Het onderzoek heeft geresulteerd in de eerste aanbeveling: ketensamenwerking. Hiermee wordt de samenwerking bedoeld met de hele keten, dat wil zeggen met producent, leverancier, gebruiker, afvalverwerker en de eventuele adviespartij (MVO Nederland, 2017a). Uit het theoretisch kader is al gebleken dat samenwerking binnen de keten een factor is die essentieel is om maximaal circulair in te kopen. De respondenten en sprekers uit het onderzoek onderstrepen het feit dat samenwerking een belangrijke succesfactor is. The Ellen MacArthur Foundation (z.d.) stelt dat samenwerking nodig is om circulair inkopen winstgevend te maken. Deze winstgevendheid komt terug in het gesprek met de afvalverwerker die al in een bepaalde keten samenwerkt. Deze samenwerking heeft geresulteerd in het combineren van logistieke processen met als gevolg een reductie op de CO2 uitstoot en kosten. Los van het al bestaande contract, zijn er andere zaken die ervoor zorgen dat de circulaire impact verlaagd wordt. Naast de financiële meerwaarde heeft de samenwerking ook een meerwaarde bij het stimuleren van circulariteit. Het blijkt uit de interviews met ervaringsdeskundigen dat partijen elkaar infecteren met de circulariteitsgedachte. Het tastbaar maken van het onderwerp is hier de oorzaak van. Uit de analyse van de huidige situatie komt naar voren dat kennis over circulariteit nog onvoldoende aanwezig is. Circulariteit wordt vooral als iets moois wordt gezien, waar nog weinig handen en voeten aan gegeven kan worden. Door contact met andere partijen kan besproken worden hoe zij de

circulariteitsgedachte invullen. Dit contact zal gecreëerd kunnen worden als er een grote aanbesteding aan komt. In het geval van DOWR zouden de huisvestingsplannen bij de gemeente Raalte en de verhuizing bij de gemeente Olst-Wijhe een moment kunnen zijn om dit contact op te starten. Uiteindelijk zal vertrouwen en ruimte moeten ontstaan waardoor iedereen zich veilig voelt.

◆ JOUW OPDRACHT: Wil je uit de paginatekst het stuk woordelijk overschrijven dat opent met de woorden "circulariteitsgedachte invullen. Dit" en sluit met "zich veilig voelt."? De items staan los van de paginatekst.

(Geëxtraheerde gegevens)
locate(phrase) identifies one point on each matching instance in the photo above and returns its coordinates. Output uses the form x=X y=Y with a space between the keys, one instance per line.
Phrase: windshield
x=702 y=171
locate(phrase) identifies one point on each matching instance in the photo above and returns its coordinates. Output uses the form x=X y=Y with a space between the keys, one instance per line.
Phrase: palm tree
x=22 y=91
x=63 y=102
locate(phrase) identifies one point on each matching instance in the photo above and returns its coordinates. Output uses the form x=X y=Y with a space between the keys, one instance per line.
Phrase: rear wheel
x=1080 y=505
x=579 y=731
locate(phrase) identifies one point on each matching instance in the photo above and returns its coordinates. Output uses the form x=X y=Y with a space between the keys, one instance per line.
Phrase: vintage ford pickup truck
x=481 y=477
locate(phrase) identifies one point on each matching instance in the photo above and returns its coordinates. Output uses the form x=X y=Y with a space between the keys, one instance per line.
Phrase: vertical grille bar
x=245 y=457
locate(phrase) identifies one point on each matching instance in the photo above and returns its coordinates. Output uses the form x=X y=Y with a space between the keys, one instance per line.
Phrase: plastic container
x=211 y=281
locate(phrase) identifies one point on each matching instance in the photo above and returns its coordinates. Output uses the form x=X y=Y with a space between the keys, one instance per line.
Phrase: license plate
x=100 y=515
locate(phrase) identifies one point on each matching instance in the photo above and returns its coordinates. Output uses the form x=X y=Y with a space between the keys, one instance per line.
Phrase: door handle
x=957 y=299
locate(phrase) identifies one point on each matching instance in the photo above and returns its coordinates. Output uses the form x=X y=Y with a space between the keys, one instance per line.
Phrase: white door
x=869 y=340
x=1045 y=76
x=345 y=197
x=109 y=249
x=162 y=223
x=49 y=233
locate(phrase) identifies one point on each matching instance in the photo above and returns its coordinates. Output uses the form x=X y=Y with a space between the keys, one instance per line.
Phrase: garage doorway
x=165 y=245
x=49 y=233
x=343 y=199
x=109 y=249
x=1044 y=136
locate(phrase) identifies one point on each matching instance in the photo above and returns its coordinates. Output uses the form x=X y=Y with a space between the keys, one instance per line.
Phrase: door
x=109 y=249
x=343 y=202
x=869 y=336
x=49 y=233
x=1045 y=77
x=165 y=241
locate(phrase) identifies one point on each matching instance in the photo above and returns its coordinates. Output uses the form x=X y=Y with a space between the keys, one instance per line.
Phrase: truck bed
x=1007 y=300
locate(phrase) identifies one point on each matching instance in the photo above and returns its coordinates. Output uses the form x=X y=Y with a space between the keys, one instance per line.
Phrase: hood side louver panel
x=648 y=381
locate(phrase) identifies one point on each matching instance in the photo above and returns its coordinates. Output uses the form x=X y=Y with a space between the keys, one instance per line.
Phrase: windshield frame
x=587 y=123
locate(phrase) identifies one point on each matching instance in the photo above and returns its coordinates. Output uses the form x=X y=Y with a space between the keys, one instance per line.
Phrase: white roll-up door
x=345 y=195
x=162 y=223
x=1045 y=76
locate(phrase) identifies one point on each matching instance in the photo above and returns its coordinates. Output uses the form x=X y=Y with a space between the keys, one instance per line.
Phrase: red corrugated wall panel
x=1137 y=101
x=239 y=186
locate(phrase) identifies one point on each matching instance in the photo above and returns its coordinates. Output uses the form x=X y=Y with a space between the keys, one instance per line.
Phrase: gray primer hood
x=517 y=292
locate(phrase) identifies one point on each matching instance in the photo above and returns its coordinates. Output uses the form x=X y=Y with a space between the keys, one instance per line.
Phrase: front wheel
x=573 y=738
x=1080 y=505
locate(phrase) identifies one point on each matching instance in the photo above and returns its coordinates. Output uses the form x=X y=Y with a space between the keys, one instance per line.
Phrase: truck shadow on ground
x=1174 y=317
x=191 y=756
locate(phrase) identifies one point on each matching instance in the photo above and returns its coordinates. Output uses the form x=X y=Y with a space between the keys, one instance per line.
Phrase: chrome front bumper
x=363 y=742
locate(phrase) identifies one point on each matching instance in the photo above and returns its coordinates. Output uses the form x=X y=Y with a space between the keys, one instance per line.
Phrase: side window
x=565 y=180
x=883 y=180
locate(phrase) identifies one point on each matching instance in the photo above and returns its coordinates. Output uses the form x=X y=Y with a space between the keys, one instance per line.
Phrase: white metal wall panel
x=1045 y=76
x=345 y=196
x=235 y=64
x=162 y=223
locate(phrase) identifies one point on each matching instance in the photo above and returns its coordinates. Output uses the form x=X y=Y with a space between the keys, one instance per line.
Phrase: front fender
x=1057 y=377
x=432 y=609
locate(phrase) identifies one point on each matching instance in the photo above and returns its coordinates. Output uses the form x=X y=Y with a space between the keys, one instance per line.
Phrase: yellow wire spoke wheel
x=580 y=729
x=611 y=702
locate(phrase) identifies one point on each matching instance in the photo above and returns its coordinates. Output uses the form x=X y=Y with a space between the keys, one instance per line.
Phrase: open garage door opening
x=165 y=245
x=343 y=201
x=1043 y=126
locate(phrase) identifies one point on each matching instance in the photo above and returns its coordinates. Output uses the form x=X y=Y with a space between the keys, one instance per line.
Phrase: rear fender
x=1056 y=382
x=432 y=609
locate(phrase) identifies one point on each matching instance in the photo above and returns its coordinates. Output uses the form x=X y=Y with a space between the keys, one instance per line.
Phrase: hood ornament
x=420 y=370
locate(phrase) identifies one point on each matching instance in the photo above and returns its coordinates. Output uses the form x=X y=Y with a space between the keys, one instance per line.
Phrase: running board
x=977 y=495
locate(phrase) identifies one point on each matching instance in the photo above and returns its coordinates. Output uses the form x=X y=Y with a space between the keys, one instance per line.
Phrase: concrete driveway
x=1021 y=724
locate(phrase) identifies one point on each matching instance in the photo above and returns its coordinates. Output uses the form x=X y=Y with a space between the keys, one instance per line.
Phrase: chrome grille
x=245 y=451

◆ ANTWOORDVAK:
circulariteitsgedachte invullen. Dit contact zal gecreëerd kunnen worden als er een grote aanbesteding aan komt. In het geval van DOWR zouden de huisvestingsplannen bij de gemeente Raalte en de verhuizing bij de gemeente Olst-Wijhe een moment kunnen zijn om dit contact op te starten. Uiteindelijk zal vertrouwen en ruimte moeten ontstaan waardoor iedereen zich veilig voelt.